━━━━━ EXTRACT TO READ ━━━━━
Multiphoton Label-Free ex-vivo imaging using a custom-built dual-wavelength microscope with chromatic aberrations compensation

TL;DR

This paper introduces a custom-built dual-wavelength multiphoton microscope that simultaneously performs Two-Photon Microscopy and Higher Harmonic Generation on ex vivo samples, with chromatic aberration compensation for optimized imaging without compromises.

Contribution

The authors developed a novel multiphoton microscope capable of simultaneous TPM and HHG imaging with separate optimized laser sources and chromatic aberration correction, enhancing imaging versatility.

Findings

Successful simultaneous TPM and HHG imaging on ex vivo samples.

Chromatic aberration compensation improves image quality.

Demonstrated advantages of combined imaging techniques.

Abstract

Label-Free Multiphoton Microscopy is a very powerful optical microscopy that can be applied to study samples with no need for exogenous fluorescent probes, keeping the main benefits of a Multiphoton approach, like longer penetration depths and intrinsic optical sectioning, while opening the possibility of serial examinations with different kinds of techniques. Among the many variations of Label-Free MPM, Higher Harmonic Generation (HHG) is one of the most intriguing due to its generally low photo-toxicity, which enables the examination of specimens particularly susceptible to photo-damages. HHG and common Two-Photon Microscopy (TPM) are well-established techniques, routinely used in several research fields. However, they require a significant amount of fine-tuning in order to be fully exploited and, usually, the optimized conditions greatly differ, making them quite difficult to perform in parallel without any compromise on the extractable information. Here we present our custom-built Multiphoton microscope capable of performing simultaneously TPM and HHG without any kind of compromise on the results thanks to two, separate, individually optimized laser sources with full chromatic aberration compensation. We also apply our setup to the examination of a plethora of ex vivo samples in order to prove the significant advantages of our approach.
━━━━━ SUPPLIED RECORDS ━━━━━
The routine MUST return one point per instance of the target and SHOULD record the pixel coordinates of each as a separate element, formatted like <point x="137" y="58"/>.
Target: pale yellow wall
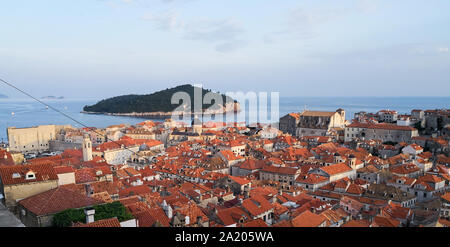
<point x="66" y="178"/>
<point x="22" y="191"/>
<point x="31" y="139"/>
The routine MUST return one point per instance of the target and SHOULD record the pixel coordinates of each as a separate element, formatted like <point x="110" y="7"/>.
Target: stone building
<point x="22" y="181"/>
<point x="33" y="139"/>
<point x="318" y="123"/>
<point x="288" y="123"/>
<point x="36" y="211"/>
<point x="285" y="175"/>
<point x="384" y="132"/>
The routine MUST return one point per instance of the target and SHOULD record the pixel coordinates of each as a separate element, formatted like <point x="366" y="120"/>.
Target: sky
<point x="104" y="48"/>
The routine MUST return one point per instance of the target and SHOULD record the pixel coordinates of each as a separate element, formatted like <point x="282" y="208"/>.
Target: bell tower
<point x="87" y="148"/>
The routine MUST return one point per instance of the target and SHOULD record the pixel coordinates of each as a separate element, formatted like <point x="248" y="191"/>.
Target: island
<point x="159" y="104"/>
<point x="52" y="97"/>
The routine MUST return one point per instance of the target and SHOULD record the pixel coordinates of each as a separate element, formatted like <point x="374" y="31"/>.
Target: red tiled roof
<point x="336" y="169"/>
<point x="256" y="205"/>
<point x="43" y="172"/>
<point x="63" y="169"/>
<point x="57" y="200"/>
<point x="256" y="223"/>
<point x="385" y="126"/>
<point x="232" y="215"/>
<point x="308" y="219"/>
<point x="113" y="222"/>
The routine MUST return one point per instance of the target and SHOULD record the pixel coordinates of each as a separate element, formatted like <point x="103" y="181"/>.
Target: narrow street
<point x="7" y="219"/>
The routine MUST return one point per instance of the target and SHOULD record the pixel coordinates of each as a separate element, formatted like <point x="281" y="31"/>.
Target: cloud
<point x="367" y="6"/>
<point x="166" y="21"/>
<point x="443" y="50"/>
<point x="213" y="30"/>
<point x="301" y="23"/>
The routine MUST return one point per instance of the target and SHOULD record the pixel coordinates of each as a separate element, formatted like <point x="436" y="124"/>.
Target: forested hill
<point x="155" y="102"/>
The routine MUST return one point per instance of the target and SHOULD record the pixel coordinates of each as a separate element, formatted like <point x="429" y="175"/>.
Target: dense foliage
<point x="156" y="102"/>
<point x="104" y="211"/>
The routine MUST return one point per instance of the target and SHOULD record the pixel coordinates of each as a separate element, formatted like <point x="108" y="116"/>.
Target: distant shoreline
<point x="155" y="115"/>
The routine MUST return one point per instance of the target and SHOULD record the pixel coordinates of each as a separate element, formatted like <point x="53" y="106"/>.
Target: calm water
<point x="30" y="113"/>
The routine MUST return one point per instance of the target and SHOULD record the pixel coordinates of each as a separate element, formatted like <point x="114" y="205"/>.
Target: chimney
<point x="89" y="212"/>
<point x="89" y="190"/>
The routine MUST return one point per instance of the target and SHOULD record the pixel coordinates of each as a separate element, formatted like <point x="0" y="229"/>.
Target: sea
<point x="22" y="113"/>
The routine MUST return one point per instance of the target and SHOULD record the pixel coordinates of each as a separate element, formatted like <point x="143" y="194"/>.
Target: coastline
<point x="158" y="115"/>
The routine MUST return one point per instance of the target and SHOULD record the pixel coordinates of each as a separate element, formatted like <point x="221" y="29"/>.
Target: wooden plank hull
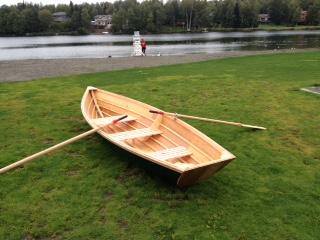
<point x="163" y="140"/>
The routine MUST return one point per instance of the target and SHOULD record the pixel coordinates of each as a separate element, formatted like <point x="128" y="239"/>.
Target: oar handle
<point x="119" y="119"/>
<point x="156" y="112"/>
<point x="208" y="120"/>
<point x="57" y="146"/>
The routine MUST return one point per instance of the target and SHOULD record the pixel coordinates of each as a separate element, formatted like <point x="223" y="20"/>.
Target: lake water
<point x="101" y="46"/>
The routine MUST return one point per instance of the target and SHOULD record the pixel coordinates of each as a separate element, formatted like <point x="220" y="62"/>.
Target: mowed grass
<point x="92" y="189"/>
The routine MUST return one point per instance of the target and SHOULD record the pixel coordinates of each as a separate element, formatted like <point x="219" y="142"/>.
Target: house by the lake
<point x="102" y="21"/>
<point x="60" y="17"/>
<point x="264" y="18"/>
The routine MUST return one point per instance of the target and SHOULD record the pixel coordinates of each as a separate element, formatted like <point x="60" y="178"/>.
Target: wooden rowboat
<point x="161" y="139"/>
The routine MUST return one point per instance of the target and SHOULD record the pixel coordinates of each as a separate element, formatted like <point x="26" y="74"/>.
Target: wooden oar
<point x="209" y="120"/>
<point x="57" y="146"/>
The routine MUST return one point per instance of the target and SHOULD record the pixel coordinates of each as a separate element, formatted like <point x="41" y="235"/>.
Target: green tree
<point x="85" y="18"/>
<point x="45" y="18"/>
<point x="313" y="16"/>
<point x="285" y="11"/>
<point x="249" y="13"/>
<point x="187" y="7"/>
<point x="31" y="20"/>
<point x="236" y="15"/>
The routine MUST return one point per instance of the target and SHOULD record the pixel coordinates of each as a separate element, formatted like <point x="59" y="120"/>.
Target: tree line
<point x="154" y="15"/>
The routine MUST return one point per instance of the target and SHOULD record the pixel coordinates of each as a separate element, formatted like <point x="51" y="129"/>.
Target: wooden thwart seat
<point x="138" y="133"/>
<point x="106" y="120"/>
<point x="170" y="153"/>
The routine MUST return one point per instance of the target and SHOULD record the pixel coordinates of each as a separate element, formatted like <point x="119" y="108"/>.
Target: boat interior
<point x="164" y="139"/>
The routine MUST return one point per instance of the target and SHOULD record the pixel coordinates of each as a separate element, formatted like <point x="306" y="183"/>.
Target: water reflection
<point x="100" y="46"/>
━━━━━
TASKS AND EXERCISES =
**A.** Copy the passage of the multiphoton microscope summary between "Contribution" and "improves image quality.", inclusive.
**B.** In the multiphoton microscope summary, what property of Higher Harmonic Generation makes it one of the most intriguing variations of Label-Free Multiphoton Microscopy?

TASK-BY-TASK ANSWERS =
**A.**
Contribution

The authors developed a novel multiphoton microscope capable of simultaneous TPM and HHG imaging with separate optimized laser sources and chromatic aberration correction, enhancing imaging versatility.

Findings

Successful simultaneous TPM and HHG imaging on ex vivo samples.

Chromatic aberration compensation improves image quality.

**B.** Its generally low photo-toxicity, which enables the examination of specimens particularly susceptible to photo-damages.